◆ **Source passage**
Content starts
Download: 
pdf | 
pdfSample Allocation to Increase the Expected Number of
Publishable Cells in the Survey of Occupational
Injuries and Illnesses
October 2, 2015
Diem-Tran Kratzke∗
Daniell Toth∗
Abstract
The Survey of Occupational Injuries and Illnesses (SOII) is an establishment survey that provides
annual estimates for the incidence count and rate of employer-reported work-related injuries and
illnesses. Results of the survey are published by industry for the nation and participating states.
Low response rates for some industries within a state result in many of the state industry-level
estimates not being published because of quality and/or confidentiality concerns. The SOII sample
is stratified by state, ownership, industry, and size. The number of sample units from each sampling
stratum is currently determined by the Neyman allocation, which is intended to minimize the
expected sample variance of the estimator for total recordable cases given the fixed sample size.
Our goal for the study is to develop a new sample allocation to increase the publishability of
estimates at the state industry level while constraining the variance for the fixed sample size. In
this paper, we explore a method for assigning sample allocation that aims to maximize the number
of publishable cells while constraining the variance of the estimator for total recordable cases.
Key Words: Constrained optimization, establishment survey, optimum allocation, generalized
variance function (GVF), stratified sample, gradient descent.
1. Survey Background
The Survey of Occupational Injuries and Illnesses (SOII) is an annual Federal/State program that collects reports of employee injury and illness along with total employment and
total hours worked by all workers from about 240,000 business establishments. The SOII
summary program produces estimates of incidence count and rate of nonfatal injuries and
illnesses in the workplace by geographical area, ownership, and industry for workers in establishments that are in the scope of the survey in the fifty states, District of Columbia,
Puerto Rico, Virgin Islands, and Guam. The survey excludes self-employed workers, workers
in agricultural production businesses with less than eleven employees, private households,
US postal service, and federal government. Workers in railroad and mining are in-scope but
are not sampled; their data are obtained from other sources. National estimates exclude
Guam, Puerto Rico, and the Virgin Islands.
The SOII uses a stratified simple random sample design. The sampling units are business establishments. We will use the terms “unit” and “establishment” interchangeably in
this paper. Within each survey year, the in-scope establishments are stratified into state,
ownership (whether private, state government, or local government), and industry. SOII
data are published at this stratified level. In addition, each estimation stratum is divided
into sampling strata by grouping establishments into five size classes (a size class is defined
by the establishment’s annual average employment which is the average of employment over
a twelve-month period). A fixed sample size is assigned to each state and ownership code.
Content ends
◆ **Records**
Content starts
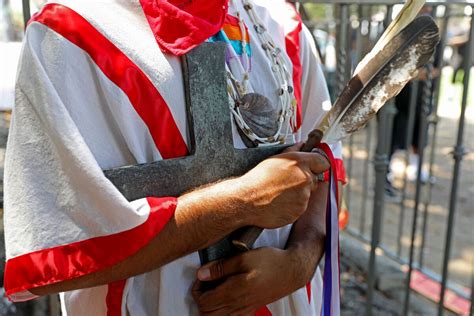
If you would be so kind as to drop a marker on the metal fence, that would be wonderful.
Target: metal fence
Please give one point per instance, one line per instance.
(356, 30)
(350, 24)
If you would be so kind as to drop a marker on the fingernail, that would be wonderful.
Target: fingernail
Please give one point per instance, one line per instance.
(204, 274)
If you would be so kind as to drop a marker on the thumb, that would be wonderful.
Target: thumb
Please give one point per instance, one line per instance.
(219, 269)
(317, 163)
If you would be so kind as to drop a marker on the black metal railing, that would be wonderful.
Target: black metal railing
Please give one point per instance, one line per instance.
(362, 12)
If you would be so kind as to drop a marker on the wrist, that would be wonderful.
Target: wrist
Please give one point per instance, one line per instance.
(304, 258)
Content ends
Content starts
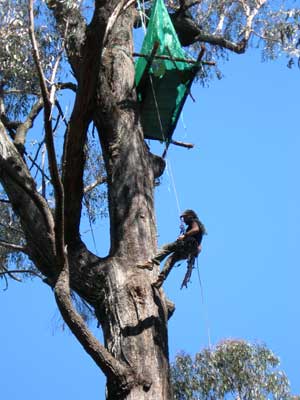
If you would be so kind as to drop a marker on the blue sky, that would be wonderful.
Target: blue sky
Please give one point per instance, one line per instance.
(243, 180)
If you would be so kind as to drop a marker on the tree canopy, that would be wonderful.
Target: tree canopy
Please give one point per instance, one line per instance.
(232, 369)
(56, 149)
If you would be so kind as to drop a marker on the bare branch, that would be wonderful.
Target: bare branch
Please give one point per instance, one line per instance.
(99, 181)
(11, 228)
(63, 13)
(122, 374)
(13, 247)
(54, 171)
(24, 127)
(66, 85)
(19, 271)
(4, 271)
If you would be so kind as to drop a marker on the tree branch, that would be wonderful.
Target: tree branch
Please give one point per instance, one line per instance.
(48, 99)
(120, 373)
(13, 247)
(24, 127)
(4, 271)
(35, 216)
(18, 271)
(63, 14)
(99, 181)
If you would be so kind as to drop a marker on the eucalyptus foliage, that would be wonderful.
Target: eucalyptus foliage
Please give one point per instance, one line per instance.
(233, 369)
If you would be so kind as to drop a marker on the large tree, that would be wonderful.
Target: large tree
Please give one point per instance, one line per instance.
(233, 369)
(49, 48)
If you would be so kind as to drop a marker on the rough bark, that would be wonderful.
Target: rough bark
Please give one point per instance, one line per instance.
Content ends
Content starts
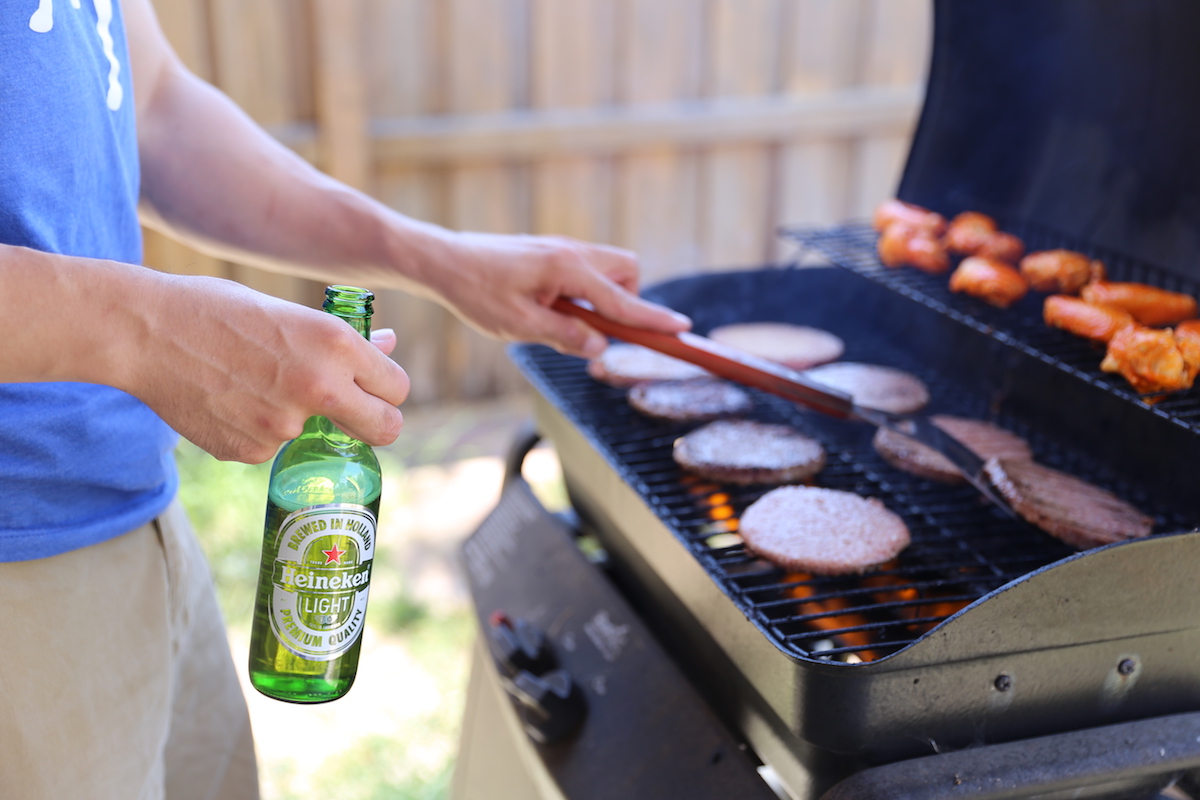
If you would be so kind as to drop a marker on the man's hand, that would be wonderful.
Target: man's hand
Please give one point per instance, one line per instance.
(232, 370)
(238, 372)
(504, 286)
Content ends
◆ **Work required**
Continue the paper on sample allocation in the Survey of Occupational Injuries and Illnesses, starting after its last sentence.

◆ **Answer to the exercise**
Within each sampling stratum, the non-certainty units are sorted by the annual average
employment and units are then selected systematically with a single random start. The
current SOII uses the Neyman allocation method that minimizes the variance of the estimator for the number or incidence count of Total Recordable Case (T RC) because there is
a high correlation between T RC and other characteristics being measured.
∗ U.S.
Bureau of Labor Statistics, 2 Massachusetts Ave, N.E. Washington DC 20212
2. Motivation
At the 2012 Occupational Safety and Health Statistics National Conference, questions of
publishability arose. Some states wanted to know the reason why only a few of their
Target Estimation Industries (TEIs) were published. Target Estimation Industries are
specific industries that participating states request to sample for publication. The Statistical
Methods Group in the Office of Compensation and Working Conditions of the Bureau of
Labor Statistics conducted a review and found that some industries have unusually low
response rates compared to others. In 2013, some states requested to increase the sample
sizes for certain TEIs to account for low response rates. This request raised the question
of how we could optimize the sample allocation by maximizing publishability while keeping
the variance at or below an acceptable level.
The SOII sample is stratified by ownership and industry for participating states into
H strata for estimation purposes. For sampling purposes, each estimation stratum h is
stratified into five size classes hj , for j = 1, . . . , 5. Estimates at the state/ownership/industry
level are provided for as many of the H strata that are deemed publishable by program office
economists.
The goal of this research is to find a sample allocation method that will maximize the
number of strata that are predicted to be published based on our model, while keeping the
variance below an acceptable level.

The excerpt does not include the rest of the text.